--- start of Document excerpt ---

S Corporation Basics

An S corporation is a flow-through company. As a result of being a flow-through company, it means that there are not two layers of taxation as there would otherwise be in a C-Corporation.

While the S-Corporation has its own set of books, basis, depreciation, etc. the S corporation does not pay any IRS tax – aside from certain franchise fees and other State taxes. 

Rather, the income, deductions, charitable contributions, and other gains and losses flow-through to the individual owners specifically on a K-1, which is then issued to each owner, and each owner pays their own respective taxes based on their own individual progressive income tax rate.

International Tax & Offshore Reporting

If the S-Corporation is operating entirely within the United States, with no foreign income and no foreign accounts or investments, then there is nothing to worry about. But, with the ever increasing globalization of the US economy, it is becoming more common for even small S-Corporations to develop business worldwide.

As a result, the business may have income from overseas – and even if they do not yet have income, they may maintain accounts and other assets abroad, which will significantly impact US tax liability and reporting requirements.

**All members of an S-Corporation must be U.S. Residents — no foreign residents are allowed to be members. 

The S Corporation – Worldwide Taxation

When an S-Corporation is a US corporation, it is required to file a US tax return (1120S). Moreover, if the corporation is earning income from overseas, the foreign income must be reported as well.

The Corporation will identify the foreign income on its tax return. This is true, even if the corporation is already being taxed in the foreign country. The Corporation may be able to claim a tax credit of the taxes it already paid abroad, but that does not eliminate the fact that the Corporation must still file a tax return in the US.

There may be some tax benefits, exemptions, and exclusions depending on the specific treaty language with the country(s) that the S corporation is conducting business with (permanent establishment, excluded categories of income, R&D Credits), but it typically does not eliminate the tax; it may reduce the tax or tax it at a different rate, but not eliminate it or exclude it from bring reported to the IRS, even if it is not actually taxed.

Subsidiary, Branch or Registered Company?

If the S-Corporation is operating abroad as the same S-Corporation it operates as in the United States, chances are it will still have to register in the foreign country. By registering in the foreign country, the S corporation will most likely be considered a nonresident Corporation. That may have pros and cons depending on how a particular jurisdiction taxes nonresident companies. Therefore, it is important to conduct significant research first to determine the pros and cons of operating as various different entity forms in a particular country.

--- end of Document excerpt ---
--- start of Raw data ---

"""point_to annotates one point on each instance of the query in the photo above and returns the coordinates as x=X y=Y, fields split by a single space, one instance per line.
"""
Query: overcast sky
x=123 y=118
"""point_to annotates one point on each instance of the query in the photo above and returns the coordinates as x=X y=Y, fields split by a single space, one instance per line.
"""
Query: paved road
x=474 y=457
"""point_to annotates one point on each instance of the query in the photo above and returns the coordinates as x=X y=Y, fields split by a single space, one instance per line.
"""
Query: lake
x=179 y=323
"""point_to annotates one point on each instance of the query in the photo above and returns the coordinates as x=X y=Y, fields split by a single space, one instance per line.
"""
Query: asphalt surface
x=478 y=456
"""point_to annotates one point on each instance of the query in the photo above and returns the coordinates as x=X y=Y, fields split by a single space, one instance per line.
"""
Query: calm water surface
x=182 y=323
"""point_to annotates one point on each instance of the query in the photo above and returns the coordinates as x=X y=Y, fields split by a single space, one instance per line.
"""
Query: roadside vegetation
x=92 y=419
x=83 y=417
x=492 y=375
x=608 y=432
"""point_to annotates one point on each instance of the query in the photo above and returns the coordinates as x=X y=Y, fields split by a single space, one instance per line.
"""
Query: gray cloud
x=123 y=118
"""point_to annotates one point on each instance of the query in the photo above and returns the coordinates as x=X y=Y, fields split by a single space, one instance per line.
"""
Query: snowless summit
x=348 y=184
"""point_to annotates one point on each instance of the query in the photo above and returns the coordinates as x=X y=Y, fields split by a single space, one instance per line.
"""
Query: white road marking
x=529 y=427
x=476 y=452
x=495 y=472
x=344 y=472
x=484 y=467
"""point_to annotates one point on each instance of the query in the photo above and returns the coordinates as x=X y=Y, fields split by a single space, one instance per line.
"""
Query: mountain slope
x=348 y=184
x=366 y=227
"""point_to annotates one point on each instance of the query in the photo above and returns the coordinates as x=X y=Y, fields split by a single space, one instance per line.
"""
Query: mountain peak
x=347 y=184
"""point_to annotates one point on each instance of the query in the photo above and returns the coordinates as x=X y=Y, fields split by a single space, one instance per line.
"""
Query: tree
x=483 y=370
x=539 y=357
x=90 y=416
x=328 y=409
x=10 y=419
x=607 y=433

--- end of Raw data ---

● **Request 1**
Using the S corporation tax text, answer each question briefly.
(a) Which US tax return form does an S-Corporation file?
(b) On what form do the income, deductions and other items flow through to each owner?
(c) Who may be members of an S-Corporation?
● **Request 2**
Rewrite the S corporation tax text starting with "There may be" and going on through "Branch or Registered Company?", changing "treaty language" to "treaty wording".
● **Request 3**
Pick up the S corporation tax text right after its final sentence and carry it on.
The records play no part in this work.

● **Task result 1**
(a) The 1120S.
(b) A K-1.
(c) Only U.S. residents; no foreign residents are allowed to be members.

● **Task result 2**
There may be some tax benefits, exemptions, and exclusions depending on the specific treaty wording with the country(s) that the S corporation is conducting business with (permanent establishment, excluded categories of income, R&D Credits), but it typically does not eliminate the tax; it may reduce the tax or tax it at a different rate, but not eliminate it or exclude it from bring reported to the IRS, even if it is not actually taxed.

Subsidiary, Branch or Registered Company?

● **Task result 3**
Oftentimes, an S corporation may form a wholly owned subsidiary (or multiple subsidiaries) for each particular country that it operates in. For example, if S corporation XYZ is going to form a subsidiary specifically in Ireland, to only conduct business in Ireland, it may benefit the company to form a wholly-owned subsidiary in Ireland. This is because if all the income generated is “same-country” income, there may be some additional tax benefits available.

Depending on the nature and the structure of the foreign corporation, it may limit the ability of the U.S. government to tax the company – although usually it will not benefit a small, flow-through company which is entirely owned by U.S. Persons, or otherwise qualifies as a Controlled Foreign Corporation..

Alternatively, the S corporation may form a branch in the foreign country to operate specifically in that country, instead of a wholly owned subsidiary. There are different tax rules depending on whether the company is a branch (aka Branch Tax), Subsidiary, or simply registered in the foreign country — but that is something to determine on a case-by-case basis.

**Specifically, the application of a Foreign Tax Credit will be different for an S-Corporation operating abroad with a flow-through branch (or otherwise registered the U.S. S-Corp in the foreign country) than it would be for a wholly-owned subsidiary. A wholly owned subsidiary is distinct and separate entity, and it may limit the ability to allow left-over Foreign Tax Credits pass through and then “spread-out” to the other branches.

S Corporation Operating Abroad & Flow-Through Income

When an S-Corporation operates abroad, either as its own entity or as a branch, there is no distinction between the company and the foreign income (as opposed to a wholly-owned subsidiary for example)

Why is this important? Because unlike a corporation such as a C Corporation or foreign equivalent of a C Corporation, an S corporation cannot accumulate income without still being taxed on the money. For example, if S corporation XYZ earned $1 million, and after paying a salary and some distributions still had excess of $200,000, the company will still have to pay tax on the $200,000 even if the money is not distributed.

Excluding issues involving AAA accounts, Excess Accumulations, and BIG Tax — at its most basic level, all annual net income that was generated at the corporation level then flows through or passes-through to the shareholders. Even if it stays within the company and is not distributed, it is still taxed.

Therefore, if you are a S corporation that is operating abroad and earning income, even if you do not move that money back to the United States, the mere fact that the S corporation earned income means it will be immediately taxed on the year is earned. It will be identified in the K-1 for each partner and each partner will pay his or her own tax on the earnings for that year (adjusted for AAA Account issues)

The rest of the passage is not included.